Exercise tasks:
A - Rewrite the records from the line that has "[locate] man in" through the end of the records, replacing "jumpsuit" with "coveralls" and leaving everything else unchanged.
B - Write the next part of the text on the Gallaecian language, picking up after its last sentence.

Gallaecian, or Northwestern Hispano-Celtic, is an extinct Celtic language of the Hispano-Celtic group. It was spoken by the Gallaeci at the beginning of the 1st millennium in the northwest corner of the Iberian Peninsula that became the Roman province of Gallaecia and is now divided between the present day Spanish regions of Galicia, western Asturias, and the west of the Province of León and the  Norte Region in northern Portugal.

Overview
As with the Illyrian, Ligurian and Thracian languages, the surviving corpus of Gallaecian is composed of isolated words and short sentences contained in local Latin inscriptions or glossed by classical authors, together with a number of names – anthroponyms, ethnonyms, theonyms, toponyms – contained in inscriptions, or surviving as the names of places, rivers or mountains. In addition, some isolated words of Celtic origin preserved in the present-day Romance languages of north-west Iberia, including Galician, Portuguese, Asturian and Leonese are likely to have been inherited from ancient Gallaecian.

Dataset:
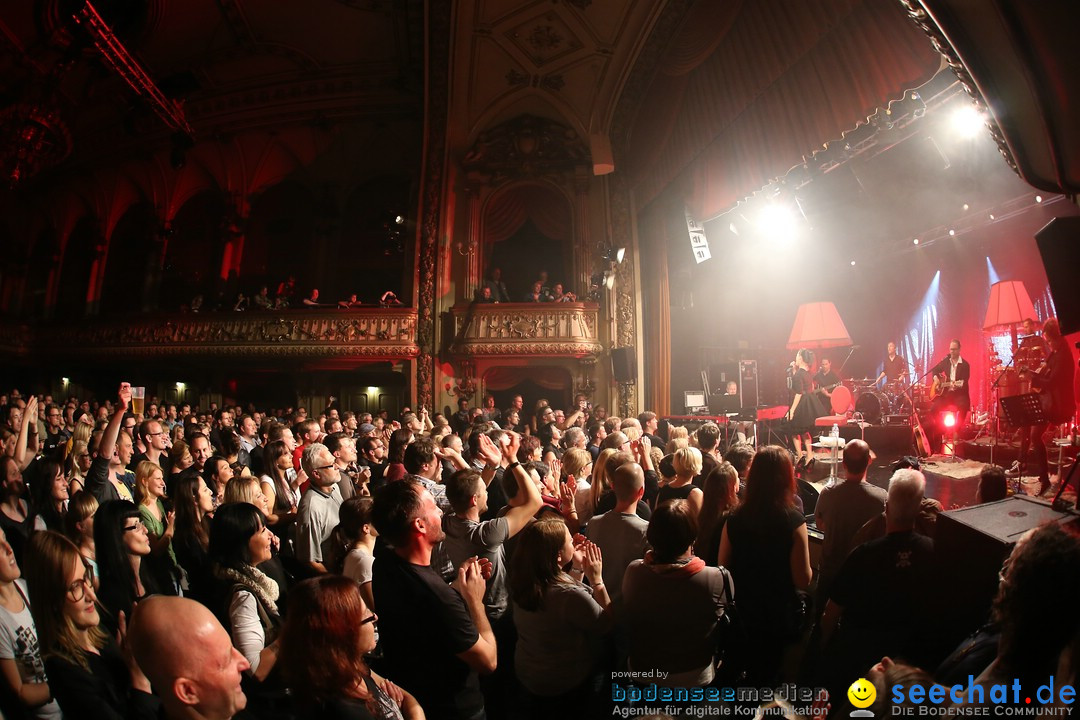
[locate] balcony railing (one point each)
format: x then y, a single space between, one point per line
375 333
525 328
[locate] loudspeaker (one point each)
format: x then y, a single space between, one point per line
623 364
1060 246
973 542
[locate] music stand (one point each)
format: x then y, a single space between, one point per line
1023 410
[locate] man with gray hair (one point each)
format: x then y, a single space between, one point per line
318 513
620 533
883 589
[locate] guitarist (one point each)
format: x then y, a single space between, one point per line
954 375
1054 385
825 381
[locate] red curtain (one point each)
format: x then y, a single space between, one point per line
724 117
509 211
549 378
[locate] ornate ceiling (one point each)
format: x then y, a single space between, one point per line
563 59
232 66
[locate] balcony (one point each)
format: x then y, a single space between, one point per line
567 329
377 334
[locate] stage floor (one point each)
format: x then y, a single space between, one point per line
950 479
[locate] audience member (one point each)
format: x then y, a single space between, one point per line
719 499
323 647
200 674
446 623
245 598
673 594
318 513
26 690
766 547
620 532
90 674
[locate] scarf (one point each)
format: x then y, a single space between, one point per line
253 579
686 568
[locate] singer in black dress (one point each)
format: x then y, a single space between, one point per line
806 408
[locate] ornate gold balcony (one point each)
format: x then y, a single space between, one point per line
374 333
568 329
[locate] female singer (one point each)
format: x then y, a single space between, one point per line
806 408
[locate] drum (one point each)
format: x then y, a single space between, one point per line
840 401
873 405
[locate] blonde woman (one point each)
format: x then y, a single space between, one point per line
78 465
687 464
160 525
89 674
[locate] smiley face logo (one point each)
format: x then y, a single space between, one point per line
862 693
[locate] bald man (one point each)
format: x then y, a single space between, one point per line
842 508
188 657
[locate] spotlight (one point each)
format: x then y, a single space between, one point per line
968 121
613 254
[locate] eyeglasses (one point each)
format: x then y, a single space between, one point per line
77 591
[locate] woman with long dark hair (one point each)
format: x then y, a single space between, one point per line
323 646
672 594
395 454
558 619
282 498
14 513
79 528
193 503
765 546
806 408
244 597
89 674
49 497
719 499
122 544
217 473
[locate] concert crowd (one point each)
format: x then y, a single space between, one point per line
169 560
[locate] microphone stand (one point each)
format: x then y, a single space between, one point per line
995 388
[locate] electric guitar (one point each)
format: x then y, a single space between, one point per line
921 442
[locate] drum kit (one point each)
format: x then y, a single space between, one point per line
879 406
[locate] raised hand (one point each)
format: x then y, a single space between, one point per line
487 450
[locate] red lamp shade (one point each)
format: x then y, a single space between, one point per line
818 325
1009 306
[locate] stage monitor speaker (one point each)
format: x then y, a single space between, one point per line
1060 246
623 364
973 542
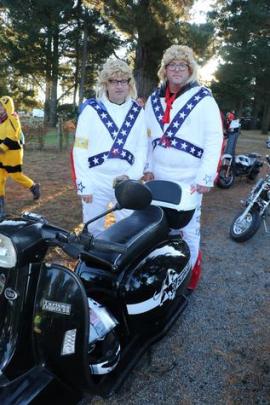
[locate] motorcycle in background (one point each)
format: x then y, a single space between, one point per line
84 330
232 166
256 210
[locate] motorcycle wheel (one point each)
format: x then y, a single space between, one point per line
241 231
225 181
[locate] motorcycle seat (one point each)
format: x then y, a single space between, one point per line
139 233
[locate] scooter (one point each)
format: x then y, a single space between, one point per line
82 331
233 165
256 209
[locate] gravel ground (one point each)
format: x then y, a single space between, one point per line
218 350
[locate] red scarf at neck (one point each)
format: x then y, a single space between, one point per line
169 101
3 118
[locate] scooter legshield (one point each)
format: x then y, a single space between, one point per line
61 326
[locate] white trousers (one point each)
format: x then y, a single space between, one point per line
102 196
191 235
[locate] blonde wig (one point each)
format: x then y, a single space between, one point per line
178 52
112 69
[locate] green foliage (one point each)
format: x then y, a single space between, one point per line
244 32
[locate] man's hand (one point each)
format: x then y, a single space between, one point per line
119 180
199 188
87 198
148 176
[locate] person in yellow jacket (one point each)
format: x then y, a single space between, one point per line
11 151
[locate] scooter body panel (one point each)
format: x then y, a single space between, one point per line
17 291
61 325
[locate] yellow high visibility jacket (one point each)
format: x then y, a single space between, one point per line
10 132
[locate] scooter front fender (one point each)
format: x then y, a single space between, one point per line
24 389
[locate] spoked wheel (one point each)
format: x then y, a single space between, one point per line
226 178
243 229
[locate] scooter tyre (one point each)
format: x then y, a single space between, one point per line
225 181
254 222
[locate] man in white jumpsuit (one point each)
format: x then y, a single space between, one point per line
110 141
185 131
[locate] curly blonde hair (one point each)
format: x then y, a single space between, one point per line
179 52
113 68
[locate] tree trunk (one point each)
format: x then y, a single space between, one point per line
144 84
48 79
255 111
266 118
83 65
55 66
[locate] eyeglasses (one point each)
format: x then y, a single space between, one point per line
179 66
114 82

Answer list:
A -
[locate] man in white coveralls (one point each)
format: x then y, a single space between, one point per line
110 141
185 131
[locate] curly blonde hair (one point each)
format: x then y, a single space between, one point per line
179 52
113 68
[locate] tree trunk (one point each)
format: x then y, a single space between, one point per line
144 84
48 79
255 111
266 118
83 65
55 66
[locate] eyeglasses (one point each)
format: x then y, a single space between, one point per line
179 66
114 82

B -
Classical authors Pomponius Mela and Pliny the Elder wrote about the existence of Celtic and non-Celtic populations in Gallaecia and Lusitania, but several modern scholars have  postulated Lusitanian and Gallaecian as a single archaic Celtic language. Others point to major unresolved problems for this hypothesis, such as the mutually incompatible phonetic features, most notably the proposed preservation of *p in Lusitanian and the inconsistent outcome of the vocalic liquid consonants, and therefore address Lusitanian as a non-Celtic language and not closely related to Gallaecian.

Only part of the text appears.